Exercise prompt — Rewrite the rows below, changing every "bbox_result" to "detection" and leaving everything else as it is.

Data for processing —
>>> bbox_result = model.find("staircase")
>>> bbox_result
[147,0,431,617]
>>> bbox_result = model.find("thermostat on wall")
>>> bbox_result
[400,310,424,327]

Answer to this problem —
>>> detection = model.find("staircase")
>>> detection
[147,0,431,617]
>>> detection = model.find("thermostat on wall")
>>> detection
[400,310,424,327]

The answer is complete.